#### TASK OBJECTIVE:
Rewrite the data from its start through the line containing "102,64,264,400" as a two-column CSV with the headers "text" and "answer". Give one row for each text and its answer, put each field in double quotes with line breaks changed to spaces, and leave out the picture.

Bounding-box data
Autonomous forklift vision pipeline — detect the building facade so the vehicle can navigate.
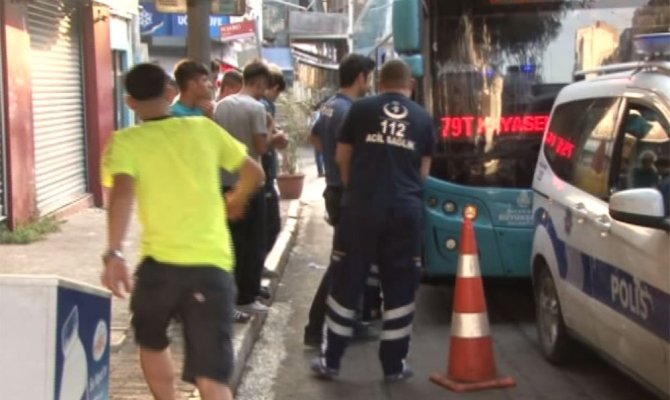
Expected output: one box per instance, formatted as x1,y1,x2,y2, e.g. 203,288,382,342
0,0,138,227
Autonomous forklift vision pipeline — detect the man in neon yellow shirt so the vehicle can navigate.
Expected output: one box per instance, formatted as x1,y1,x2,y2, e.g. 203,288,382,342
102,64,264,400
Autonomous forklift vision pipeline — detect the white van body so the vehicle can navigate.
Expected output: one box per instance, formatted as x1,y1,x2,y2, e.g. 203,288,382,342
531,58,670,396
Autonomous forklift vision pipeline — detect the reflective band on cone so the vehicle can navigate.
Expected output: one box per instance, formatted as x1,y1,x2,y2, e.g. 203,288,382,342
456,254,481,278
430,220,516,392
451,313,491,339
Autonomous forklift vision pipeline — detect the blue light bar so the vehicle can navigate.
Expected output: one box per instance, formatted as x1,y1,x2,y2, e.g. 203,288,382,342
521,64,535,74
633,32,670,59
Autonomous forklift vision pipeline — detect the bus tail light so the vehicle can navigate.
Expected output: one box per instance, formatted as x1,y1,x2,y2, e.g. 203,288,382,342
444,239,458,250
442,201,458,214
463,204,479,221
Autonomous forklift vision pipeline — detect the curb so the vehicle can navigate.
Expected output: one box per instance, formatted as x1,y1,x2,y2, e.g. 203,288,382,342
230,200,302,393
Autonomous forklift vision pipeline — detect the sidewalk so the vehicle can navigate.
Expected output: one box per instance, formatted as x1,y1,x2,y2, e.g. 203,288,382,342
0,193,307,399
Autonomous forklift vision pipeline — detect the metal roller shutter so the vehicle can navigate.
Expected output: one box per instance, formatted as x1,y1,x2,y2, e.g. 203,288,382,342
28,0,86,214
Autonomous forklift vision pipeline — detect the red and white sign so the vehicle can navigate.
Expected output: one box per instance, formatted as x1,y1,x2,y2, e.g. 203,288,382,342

#### RESULT OF THIS EXERCISE:
text,answer
"Autonomous forklift vision pipeline — detect the building facade so the vehicle can navigate. Expected output: one box per instance, formatted as x1,y1,x2,y2, e.g. 203,288,382,342","0,0,138,227"
"Autonomous forklift vision pipeline — detect the man in neon yellow shirt so the vehicle can navigate. Expected output: one box per instance, formatted as x1,y1,x2,y2, e.g. 203,288,382,342","102,64,264,400"